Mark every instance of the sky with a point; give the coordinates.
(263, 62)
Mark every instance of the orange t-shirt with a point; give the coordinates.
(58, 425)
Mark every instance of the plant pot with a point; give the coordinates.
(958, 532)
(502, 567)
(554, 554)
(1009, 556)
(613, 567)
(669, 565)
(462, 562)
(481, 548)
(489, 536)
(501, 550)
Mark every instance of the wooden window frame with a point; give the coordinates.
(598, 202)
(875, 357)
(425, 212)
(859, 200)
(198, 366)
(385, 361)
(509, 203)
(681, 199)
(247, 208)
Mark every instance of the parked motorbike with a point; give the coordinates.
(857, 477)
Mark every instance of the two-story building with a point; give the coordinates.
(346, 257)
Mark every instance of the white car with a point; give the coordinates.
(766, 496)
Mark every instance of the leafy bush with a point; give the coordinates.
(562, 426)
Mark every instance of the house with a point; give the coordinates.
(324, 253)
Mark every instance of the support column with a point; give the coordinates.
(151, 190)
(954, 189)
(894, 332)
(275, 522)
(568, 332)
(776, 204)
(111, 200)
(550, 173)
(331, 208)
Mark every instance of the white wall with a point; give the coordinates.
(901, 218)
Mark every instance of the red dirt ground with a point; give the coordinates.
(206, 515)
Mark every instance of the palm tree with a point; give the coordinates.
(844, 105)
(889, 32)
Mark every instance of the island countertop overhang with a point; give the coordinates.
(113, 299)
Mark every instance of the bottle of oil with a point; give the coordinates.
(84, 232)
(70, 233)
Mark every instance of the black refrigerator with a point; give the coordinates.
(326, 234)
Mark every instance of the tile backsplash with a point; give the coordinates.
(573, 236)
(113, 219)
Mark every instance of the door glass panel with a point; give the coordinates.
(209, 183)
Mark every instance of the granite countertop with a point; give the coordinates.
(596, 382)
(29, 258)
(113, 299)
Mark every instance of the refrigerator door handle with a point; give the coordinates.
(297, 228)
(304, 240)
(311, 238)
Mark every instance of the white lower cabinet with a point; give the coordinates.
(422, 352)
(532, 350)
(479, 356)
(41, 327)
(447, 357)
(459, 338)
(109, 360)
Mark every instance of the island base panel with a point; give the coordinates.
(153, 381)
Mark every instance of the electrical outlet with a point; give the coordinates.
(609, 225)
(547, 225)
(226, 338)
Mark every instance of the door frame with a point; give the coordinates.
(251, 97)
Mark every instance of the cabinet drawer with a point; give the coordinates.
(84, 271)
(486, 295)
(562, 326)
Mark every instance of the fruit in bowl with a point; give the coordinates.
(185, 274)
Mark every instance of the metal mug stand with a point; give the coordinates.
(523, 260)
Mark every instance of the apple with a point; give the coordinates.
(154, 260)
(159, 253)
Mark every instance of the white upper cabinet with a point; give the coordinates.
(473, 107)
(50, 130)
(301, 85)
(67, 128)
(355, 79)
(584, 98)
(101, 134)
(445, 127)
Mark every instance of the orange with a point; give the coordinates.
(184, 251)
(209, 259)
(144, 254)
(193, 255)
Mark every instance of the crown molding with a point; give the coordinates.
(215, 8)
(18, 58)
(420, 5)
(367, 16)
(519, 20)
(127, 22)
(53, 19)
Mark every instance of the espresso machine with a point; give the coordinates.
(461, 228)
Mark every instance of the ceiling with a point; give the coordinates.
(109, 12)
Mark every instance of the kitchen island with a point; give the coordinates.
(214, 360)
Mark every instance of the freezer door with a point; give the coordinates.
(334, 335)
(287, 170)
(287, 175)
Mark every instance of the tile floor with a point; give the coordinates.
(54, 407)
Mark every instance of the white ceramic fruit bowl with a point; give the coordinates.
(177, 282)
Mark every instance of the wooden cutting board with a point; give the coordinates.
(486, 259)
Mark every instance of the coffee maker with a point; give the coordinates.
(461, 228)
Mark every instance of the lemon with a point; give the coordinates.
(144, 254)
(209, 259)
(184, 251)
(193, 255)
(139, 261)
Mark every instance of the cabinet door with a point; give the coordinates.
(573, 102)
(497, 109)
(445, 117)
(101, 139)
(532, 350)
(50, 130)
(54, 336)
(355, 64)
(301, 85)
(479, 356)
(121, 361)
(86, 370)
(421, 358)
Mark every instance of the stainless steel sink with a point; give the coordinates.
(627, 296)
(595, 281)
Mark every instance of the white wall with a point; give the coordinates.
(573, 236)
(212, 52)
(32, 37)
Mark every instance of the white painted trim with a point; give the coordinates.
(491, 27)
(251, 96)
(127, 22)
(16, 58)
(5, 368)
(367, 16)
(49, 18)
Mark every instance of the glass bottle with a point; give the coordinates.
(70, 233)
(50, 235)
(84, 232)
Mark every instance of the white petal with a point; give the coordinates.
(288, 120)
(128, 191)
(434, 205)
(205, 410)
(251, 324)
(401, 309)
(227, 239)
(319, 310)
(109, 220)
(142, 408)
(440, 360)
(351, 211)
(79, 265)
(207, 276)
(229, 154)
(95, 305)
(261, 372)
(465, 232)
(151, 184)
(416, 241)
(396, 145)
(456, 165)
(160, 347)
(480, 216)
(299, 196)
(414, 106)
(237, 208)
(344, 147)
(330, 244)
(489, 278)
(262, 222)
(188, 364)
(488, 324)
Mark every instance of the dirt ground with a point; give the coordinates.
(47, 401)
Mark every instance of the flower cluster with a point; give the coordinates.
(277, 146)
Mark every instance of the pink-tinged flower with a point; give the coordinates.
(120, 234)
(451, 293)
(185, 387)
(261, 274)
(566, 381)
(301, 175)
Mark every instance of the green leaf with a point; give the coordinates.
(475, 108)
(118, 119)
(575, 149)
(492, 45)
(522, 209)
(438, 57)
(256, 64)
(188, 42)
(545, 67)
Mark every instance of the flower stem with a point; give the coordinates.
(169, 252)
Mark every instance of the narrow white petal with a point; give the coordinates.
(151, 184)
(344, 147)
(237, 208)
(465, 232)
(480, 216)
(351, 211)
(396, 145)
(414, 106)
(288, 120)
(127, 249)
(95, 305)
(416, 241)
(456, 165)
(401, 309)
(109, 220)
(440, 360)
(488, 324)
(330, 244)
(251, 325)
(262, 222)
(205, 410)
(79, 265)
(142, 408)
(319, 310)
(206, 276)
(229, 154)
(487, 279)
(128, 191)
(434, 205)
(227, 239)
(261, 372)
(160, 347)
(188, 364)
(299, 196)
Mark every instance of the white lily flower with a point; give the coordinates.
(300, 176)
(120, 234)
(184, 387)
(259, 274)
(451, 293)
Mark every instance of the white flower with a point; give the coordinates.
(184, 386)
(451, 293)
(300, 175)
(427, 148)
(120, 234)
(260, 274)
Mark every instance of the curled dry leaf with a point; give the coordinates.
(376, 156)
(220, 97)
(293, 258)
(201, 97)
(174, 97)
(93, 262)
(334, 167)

Task instructions> Please output all of the rows above verbatim, in their original order, with nothing added, dropped, or changed.

Solution to this task>
Mark every instance of the sky with a point; give the coordinates.
(263, 62)
Mark every instance of the orange t-shirt with a point; give the coordinates.
(58, 425)
Mark every instance of the plant pot with a point; give the coordinates.
(958, 532)
(502, 567)
(554, 554)
(1009, 556)
(613, 567)
(669, 565)
(462, 562)
(481, 548)
(489, 536)
(501, 550)
Mark every instance of the wooden window frame with a point; give the coordinates.
(598, 202)
(875, 357)
(425, 212)
(859, 200)
(198, 366)
(385, 361)
(509, 203)
(681, 199)
(247, 208)
Mark every instance of the parked motorbike with a point; give the coordinates.
(857, 477)
Mark every instance of the two-story building with a point; give the coordinates.
(346, 257)
Mark every instance of the white car with a point; give the coordinates.
(766, 496)
Mark every instance of the leafy bush with a point; give the coordinates.
(562, 426)
Mark every instance of the house with a point; give the coordinates.
(324, 253)
Mark every instance of the support column with a point; give the coordinates.
(151, 190)
(954, 189)
(894, 332)
(275, 522)
(568, 332)
(776, 204)
(111, 200)
(550, 173)
(331, 208)
Mark every instance of the white wall with a point; give the coordinates.
(901, 218)
Mark every instance of the red dirt ground with a point; give the coordinates.
(206, 515)
Mark every instance of the palm tree with a point; give the coordinates.
(844, 105)
(889, 32)
Mark every instance of the island countertop overhang with a point; give the coordinates.
(113, 299)
Mark every instance of the bottle of oil with a point; give the coordinates.
(84, 232)
(70, 233)
Mark every instance of the black refrigerator with a point; give the coordinates.
(326, 234)
Mark every instance of the tile backsplash with a point; give the coordinates.
(573, 236)
(113, 219)
Mark every instance of the door glass panel with a point; give the coordinates.
(209, 183)
Mark every instance of the granite countertop with a point; give the coordinates.
(596, 382)
(29, 258)
(113, 299)
Mark every instance of the refrigerator door handle with a point; give the coordinates.
(297, 228)
(304, 240)
(311, 238)
Mark every instance of the white lower cabinet with a point; give the coordinates.
(422, 352)
(532, 350)
(479, 356)
(41, 327)
(447, 357)
(459, 338)
(109, 360)
Mark every instance of the island base panel with a point; give the coordinates.
(153, 381)
Mark every instance of the electrical outlet with a point; give the coordinates.
(609, 225)
(547, 225)
(226, 338)
Mark every instance of the door frame with a point; give the coordinates.
(251, 97)
Mark every instance of the cabinet drawer with a point; give the coordinates.
(84, 271)
(486, 295)
(562, 326)
Mark every instance of the fruit in bowl with a point; give the coordinates.
(185, 274)
Mark every instance of the metal mug stand with a point; give the coordinates.
(523, 260)
Mark every instance of the apple with a point; give the coordinates.
(154, 260)
(159, 253)
Mark every instance of the white upper cabinet with a point; give the coordinates.
(473, 107)
(50, 130)
(301, 85)
(67, 128)
(355, 79)
(584, 98)
(101, 134)
(445, 127)
Mark every instance of the orange with a point; give the coordinates.
(184, 251)
(209, 259)
(144, 254)
(193, 255)
Mark every instance of the crown molding with a point; give the coordinates.
(215, 8)
(18, 58)
(420, 5)
(367, 16)
(519, 20)
(127, 22)
(53, 19)
Mark every instance of the espresso machine with a point; give the coordinates.
(461, 228)
Mark every instance of the ceiling with a point; give the coordinates.
(109, 12)
Mark every instance of the kitchen island with a point; give the coordinates.
(214, 360)
Mark every instance of the freezer door with a point; give the coordinates.
(334, 335)
(287, 170)
(287, 175)
Mark every instance of the tile floor with a point; give the coordinates.
(54, 407)
Mark every instance of the white ceramic fruit bowl with a point; give the coordinates.
(177, 282)
Mark every instance of the wooden cutting board with a point; give the coordinates.
(486, 259)
Mark every instance of the coffee maker with a point; give the coordinates.
(461, 228)
Mark every instance of the lemon with a point; give the coordinates.
(144, 254)
(209, 259)
(184, 251)
(193, 255)
(139, 261)
Mark every instance of the cabinet door with a point; give the coordinates.
(573, 102)
(497, 109)
(445, 117)
(101, 139)
(532, 350)
(50, 130)
(54, 336)
(355, 64)
(301, 85)
(479, 356)
(121, 361)
(86, 370)
(421, 358)
Mark every instance of the stainless steel sink with a point; give the coordinates.
(627, 296)
(595, 281)
Mark every instance of the white wall with a point; give the coordinates.
(573, 236)
(212, 52)
(32, 37)
Mark every instance of the white painted trim with a point; give the coordinates.
(491, 27)
(251, 96)
(127, 22)
(16, 58)
(5, 368)
(367, 16)
(49, 18)
Mark every instance of the glass bottle with a point; give the coordinates.
(70, 233)
(50, 235)
(84, 232)
Mark every instance of the white petal with a point; give the coordinates.
(288, 120)
(128, 191)
(434, 205)
(205, 410)
(251, 324)
(401, 309)
(227, 239)
(319, 310)
(109, 220)
(142, 408)
(440, 360)
(351, 211)
(79, 265)
(207, 276)
(229, 154)
(95, 305)
(261, 372)
(465, 232)
(151, 184)
(416, 241)
(396, 145)
(456, 165)
(160, 347)
(480, 216)
(299, 196)
(414, 106)
(237, 208)
(344, 147)
(330, 244)
(489, 278)
(262, 222)
(188, 364)
(488, 324)
Mark every instance of the dirt ground with a point; give the coordinates.
(47, 401)
Mark every instance of the flower cluster with a point; give the coordinates.
(277, 146)
Mark every instance of the pink-tinged flower with a point; give the coordinates.
(120, 234)
(451, 293)
(185, 387)
(261, 274)
(566, 381)
(301, 175)
Mark every instance of the green leaf with a point; give the coordinates.
(475, 108)
(118, 119)
(575, 149)
(492, 45)
(522, 209)
(438, 57)
(256, 64)
(188, 42)
(545, 67)
Mark every instance of the flower stem with a point; give the coordinates.
(169, 252)
Mark every instance of the narrow white petal with a point; give the coordinates.
(151, 184)
(344, 147)
(237, 208)
(465, 232)
(480, 216)
(351, 211)
(396, 145)
(414, 106)
(288, 120)
(127, 249)
(95, 305)
(416, 241)
(456, 165)
(401, 309)
(109, 220)
(440, 360)
(488, 324)
(330, 244)
(251, 325)
(262, 222)
(205, 410)
(79, 265)
(142, 408)
(319, 310)
(206, 276)
(229, 154)
(487, 279)
(128, 191)
(434, 205)
(227, 239)
(261, 372)
(160, 347)
(188, 364)
(299, 196)
Mark every instance of the white lily flower with a point; give the coordinates.
(300, 176)
(120, 234)
(184, 387)
(259, 274)
(451, 293)
Mark every instance of the white flower with a point; give the coordinates.
(184, 386)
(451, 293)
(300, 175)
(427, 148)
(120, 234)
(260, 274)
Mark every instance of the curled dry leaf with a point; give the coordinates.
(376, 156)
(220, 97)
(293, 258)
(201, 97)
(174, 97)
(93, 262)
(334, 167)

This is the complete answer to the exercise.